» The request:
Pick out every line below that contains the word "white", and copy each of those lines in full.
## start Exercise input
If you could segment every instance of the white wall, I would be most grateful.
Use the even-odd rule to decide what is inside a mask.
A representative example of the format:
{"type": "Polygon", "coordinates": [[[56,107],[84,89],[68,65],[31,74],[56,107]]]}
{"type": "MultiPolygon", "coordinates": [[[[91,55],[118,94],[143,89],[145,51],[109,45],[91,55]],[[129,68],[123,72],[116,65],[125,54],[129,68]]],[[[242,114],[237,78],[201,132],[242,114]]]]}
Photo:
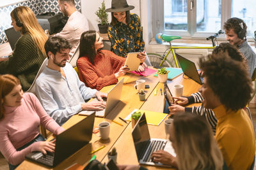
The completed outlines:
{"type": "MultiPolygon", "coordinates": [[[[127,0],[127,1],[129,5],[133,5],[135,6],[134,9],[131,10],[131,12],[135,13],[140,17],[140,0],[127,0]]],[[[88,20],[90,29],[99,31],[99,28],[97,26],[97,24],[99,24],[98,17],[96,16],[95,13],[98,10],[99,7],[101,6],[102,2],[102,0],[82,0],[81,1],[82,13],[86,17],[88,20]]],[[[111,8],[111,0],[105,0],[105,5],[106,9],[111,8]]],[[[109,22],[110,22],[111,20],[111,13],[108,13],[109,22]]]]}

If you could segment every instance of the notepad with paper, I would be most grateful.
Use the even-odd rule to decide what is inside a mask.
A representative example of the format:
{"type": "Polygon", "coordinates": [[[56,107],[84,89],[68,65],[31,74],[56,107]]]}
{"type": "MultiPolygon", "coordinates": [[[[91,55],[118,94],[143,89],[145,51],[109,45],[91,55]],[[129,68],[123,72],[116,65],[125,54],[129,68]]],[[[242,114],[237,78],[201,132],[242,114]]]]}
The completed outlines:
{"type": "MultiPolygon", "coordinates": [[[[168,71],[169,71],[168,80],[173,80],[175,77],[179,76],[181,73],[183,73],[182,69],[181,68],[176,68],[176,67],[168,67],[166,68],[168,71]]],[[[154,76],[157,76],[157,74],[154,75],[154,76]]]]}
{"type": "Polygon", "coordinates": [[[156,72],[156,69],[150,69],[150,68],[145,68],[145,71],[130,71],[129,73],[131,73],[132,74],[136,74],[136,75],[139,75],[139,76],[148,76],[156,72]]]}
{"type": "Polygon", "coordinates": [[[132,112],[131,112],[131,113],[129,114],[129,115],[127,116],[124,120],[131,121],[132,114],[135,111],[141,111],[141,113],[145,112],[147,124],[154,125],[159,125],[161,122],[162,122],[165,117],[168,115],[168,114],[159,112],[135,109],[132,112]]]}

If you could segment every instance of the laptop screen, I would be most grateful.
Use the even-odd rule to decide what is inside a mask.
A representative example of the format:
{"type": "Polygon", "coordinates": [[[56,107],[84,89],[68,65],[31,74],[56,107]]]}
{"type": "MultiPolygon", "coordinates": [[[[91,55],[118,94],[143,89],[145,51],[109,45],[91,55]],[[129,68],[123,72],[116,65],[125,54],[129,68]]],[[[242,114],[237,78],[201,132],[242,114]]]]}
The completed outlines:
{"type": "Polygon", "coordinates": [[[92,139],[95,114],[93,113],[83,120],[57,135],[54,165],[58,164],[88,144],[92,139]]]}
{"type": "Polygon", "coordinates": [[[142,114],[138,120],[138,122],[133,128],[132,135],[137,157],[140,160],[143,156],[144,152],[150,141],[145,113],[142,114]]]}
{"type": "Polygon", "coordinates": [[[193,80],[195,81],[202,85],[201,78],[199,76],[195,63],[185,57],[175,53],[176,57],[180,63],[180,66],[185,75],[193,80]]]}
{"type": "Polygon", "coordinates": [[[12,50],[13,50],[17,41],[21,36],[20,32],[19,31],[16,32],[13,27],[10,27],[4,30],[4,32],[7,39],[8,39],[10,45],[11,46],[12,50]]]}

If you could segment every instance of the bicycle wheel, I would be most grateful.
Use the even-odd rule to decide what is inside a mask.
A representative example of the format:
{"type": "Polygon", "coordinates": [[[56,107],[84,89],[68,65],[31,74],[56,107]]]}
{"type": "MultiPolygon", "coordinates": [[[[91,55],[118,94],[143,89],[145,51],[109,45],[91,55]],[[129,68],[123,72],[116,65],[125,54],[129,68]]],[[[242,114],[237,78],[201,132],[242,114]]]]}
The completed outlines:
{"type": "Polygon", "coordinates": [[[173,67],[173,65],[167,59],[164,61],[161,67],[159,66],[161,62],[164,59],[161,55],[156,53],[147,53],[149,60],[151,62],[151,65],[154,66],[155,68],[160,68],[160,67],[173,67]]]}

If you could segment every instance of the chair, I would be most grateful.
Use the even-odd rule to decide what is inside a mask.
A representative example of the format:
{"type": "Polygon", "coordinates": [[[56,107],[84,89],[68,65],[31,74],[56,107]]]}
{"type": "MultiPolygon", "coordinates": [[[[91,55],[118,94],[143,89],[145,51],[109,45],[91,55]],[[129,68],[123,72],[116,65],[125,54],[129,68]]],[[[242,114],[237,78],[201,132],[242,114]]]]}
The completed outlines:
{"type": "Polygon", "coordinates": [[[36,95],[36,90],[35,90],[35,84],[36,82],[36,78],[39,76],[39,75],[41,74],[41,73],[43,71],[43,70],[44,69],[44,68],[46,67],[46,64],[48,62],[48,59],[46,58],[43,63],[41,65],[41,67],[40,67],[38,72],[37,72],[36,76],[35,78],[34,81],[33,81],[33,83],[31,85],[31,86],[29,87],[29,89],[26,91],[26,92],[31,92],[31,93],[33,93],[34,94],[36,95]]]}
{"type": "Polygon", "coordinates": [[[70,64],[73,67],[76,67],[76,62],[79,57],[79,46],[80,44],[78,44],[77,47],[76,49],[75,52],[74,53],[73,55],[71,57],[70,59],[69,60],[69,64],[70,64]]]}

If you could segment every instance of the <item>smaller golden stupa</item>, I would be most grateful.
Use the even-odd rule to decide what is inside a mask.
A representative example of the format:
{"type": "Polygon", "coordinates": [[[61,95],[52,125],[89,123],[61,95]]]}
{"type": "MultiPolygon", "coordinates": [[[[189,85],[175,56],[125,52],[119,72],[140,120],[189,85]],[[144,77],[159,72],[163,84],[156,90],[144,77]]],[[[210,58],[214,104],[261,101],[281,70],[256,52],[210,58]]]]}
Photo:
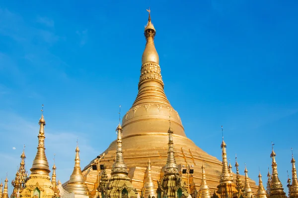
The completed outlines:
## end Exercise input
## start Exercise input
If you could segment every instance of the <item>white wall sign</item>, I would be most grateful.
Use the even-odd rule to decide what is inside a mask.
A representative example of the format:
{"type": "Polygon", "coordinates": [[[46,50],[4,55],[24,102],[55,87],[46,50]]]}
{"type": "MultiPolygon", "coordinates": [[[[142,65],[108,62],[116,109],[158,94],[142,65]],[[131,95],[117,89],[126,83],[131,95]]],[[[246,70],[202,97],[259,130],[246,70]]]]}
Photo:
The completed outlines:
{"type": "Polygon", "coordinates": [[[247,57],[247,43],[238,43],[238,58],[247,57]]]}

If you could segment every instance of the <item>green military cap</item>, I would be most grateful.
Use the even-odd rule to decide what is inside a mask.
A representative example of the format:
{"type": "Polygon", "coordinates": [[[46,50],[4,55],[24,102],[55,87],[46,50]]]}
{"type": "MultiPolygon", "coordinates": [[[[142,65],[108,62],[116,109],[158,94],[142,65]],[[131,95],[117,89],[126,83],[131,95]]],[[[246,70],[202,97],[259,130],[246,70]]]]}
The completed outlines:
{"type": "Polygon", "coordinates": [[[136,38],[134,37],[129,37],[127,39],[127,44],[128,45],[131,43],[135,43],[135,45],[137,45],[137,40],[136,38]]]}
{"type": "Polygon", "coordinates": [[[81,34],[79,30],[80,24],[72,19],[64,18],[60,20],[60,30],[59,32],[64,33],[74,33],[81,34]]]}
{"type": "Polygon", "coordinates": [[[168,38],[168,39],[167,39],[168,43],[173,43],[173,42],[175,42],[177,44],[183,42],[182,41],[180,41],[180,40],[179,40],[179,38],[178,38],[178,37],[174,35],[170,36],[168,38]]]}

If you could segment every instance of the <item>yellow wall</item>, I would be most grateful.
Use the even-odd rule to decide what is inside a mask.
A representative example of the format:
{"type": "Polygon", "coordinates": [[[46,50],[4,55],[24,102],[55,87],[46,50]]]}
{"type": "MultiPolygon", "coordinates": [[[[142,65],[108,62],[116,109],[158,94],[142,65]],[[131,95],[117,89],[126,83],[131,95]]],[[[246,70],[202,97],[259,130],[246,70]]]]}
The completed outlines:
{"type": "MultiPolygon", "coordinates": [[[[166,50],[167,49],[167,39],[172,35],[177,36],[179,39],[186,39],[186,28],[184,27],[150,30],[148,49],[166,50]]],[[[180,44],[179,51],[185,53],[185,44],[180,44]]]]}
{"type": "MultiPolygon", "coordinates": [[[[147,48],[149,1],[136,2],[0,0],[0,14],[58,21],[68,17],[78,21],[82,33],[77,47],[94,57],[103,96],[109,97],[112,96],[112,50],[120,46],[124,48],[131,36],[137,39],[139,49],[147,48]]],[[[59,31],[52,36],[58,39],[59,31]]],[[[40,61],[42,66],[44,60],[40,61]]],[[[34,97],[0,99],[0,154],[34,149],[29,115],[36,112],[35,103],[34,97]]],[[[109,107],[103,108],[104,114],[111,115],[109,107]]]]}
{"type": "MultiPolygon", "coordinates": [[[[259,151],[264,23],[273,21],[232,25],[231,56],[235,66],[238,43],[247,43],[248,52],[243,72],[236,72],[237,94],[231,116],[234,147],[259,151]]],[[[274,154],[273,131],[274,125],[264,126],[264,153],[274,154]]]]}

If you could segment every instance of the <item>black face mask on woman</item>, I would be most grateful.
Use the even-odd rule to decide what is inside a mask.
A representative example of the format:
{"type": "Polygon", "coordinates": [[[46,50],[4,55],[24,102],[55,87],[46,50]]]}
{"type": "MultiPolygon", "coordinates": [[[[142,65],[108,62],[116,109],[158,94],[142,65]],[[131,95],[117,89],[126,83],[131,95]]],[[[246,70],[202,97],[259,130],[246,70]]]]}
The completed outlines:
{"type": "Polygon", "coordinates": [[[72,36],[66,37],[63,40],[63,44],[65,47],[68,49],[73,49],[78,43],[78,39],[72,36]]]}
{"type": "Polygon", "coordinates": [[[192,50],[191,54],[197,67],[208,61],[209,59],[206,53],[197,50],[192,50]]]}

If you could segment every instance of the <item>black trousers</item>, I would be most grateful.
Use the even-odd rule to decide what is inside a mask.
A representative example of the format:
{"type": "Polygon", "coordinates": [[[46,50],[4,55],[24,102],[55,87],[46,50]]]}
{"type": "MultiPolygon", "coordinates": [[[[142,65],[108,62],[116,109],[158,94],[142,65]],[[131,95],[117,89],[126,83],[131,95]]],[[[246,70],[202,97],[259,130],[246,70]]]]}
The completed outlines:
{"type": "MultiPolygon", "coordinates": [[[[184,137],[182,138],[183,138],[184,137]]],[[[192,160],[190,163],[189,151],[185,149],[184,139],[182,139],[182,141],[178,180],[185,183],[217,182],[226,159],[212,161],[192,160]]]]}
## end Exercise input
» Solution for this problem:
If you could segment every instance of the white wall, I would be most grateful.
If you could segment every instance of the <item>white wall sign</item>, I would be most grateful.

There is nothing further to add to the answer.